▶ [Stated problem] Pull out every line of the records that contains the word "appreciated".

:: Items ::

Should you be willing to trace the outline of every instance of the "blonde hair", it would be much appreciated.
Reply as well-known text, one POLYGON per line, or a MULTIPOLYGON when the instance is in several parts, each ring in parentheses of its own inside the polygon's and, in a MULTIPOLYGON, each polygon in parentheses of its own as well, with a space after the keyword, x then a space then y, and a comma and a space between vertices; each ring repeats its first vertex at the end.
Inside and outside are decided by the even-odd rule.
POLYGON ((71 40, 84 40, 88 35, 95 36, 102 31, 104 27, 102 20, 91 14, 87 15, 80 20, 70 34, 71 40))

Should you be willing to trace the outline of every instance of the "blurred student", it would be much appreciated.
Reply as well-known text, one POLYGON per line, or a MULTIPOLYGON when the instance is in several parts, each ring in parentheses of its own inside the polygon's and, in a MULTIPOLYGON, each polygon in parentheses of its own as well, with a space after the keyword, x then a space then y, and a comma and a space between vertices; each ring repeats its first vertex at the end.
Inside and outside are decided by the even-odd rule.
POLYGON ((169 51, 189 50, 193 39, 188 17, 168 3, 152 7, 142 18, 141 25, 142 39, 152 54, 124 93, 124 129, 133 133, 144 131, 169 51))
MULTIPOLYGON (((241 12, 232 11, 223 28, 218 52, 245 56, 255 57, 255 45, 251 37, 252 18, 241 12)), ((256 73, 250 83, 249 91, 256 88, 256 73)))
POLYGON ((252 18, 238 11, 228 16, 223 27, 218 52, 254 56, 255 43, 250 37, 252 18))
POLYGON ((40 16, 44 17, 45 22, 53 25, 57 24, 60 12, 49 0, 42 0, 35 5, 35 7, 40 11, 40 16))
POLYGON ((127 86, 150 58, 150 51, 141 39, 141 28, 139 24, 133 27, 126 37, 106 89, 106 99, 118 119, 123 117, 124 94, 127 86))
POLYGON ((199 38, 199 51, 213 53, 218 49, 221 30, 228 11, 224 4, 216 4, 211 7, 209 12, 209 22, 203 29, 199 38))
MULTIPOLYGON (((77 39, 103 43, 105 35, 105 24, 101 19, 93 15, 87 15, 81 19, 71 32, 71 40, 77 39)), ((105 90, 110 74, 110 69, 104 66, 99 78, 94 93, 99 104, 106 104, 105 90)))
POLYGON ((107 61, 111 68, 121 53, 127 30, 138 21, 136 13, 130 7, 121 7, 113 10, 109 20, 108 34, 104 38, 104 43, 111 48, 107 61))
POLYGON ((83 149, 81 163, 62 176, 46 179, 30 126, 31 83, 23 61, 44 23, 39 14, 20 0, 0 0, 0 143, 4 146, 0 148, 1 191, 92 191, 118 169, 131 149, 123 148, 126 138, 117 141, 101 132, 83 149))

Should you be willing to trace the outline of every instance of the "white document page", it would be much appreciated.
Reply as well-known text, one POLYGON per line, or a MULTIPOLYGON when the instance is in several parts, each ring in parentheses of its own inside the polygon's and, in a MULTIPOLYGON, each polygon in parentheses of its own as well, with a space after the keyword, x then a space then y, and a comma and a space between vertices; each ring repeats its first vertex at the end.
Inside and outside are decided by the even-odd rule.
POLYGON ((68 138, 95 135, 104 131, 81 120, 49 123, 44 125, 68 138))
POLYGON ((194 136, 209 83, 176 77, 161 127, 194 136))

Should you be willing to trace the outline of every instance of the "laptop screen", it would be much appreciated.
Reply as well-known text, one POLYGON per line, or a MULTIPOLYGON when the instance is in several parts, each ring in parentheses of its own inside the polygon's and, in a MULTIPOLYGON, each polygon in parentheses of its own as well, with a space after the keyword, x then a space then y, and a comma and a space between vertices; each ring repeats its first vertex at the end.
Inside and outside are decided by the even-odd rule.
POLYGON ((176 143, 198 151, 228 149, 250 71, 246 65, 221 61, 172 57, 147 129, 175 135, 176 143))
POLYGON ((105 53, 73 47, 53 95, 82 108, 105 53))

:::

▶ [Answer to this task]
Should you be willing to trace the outline of every instance of the "blonde hair", it would be much appreciated.
Should you be willing to trace the outline of every instance of the "blurred student", it would be much appreciated.
Should you be willing to trace the outline of every instance of the "white document page", it would be much appreciated.
Should you be willing to trace the outline of every instance of the "laptop screen", it would be much appreciated.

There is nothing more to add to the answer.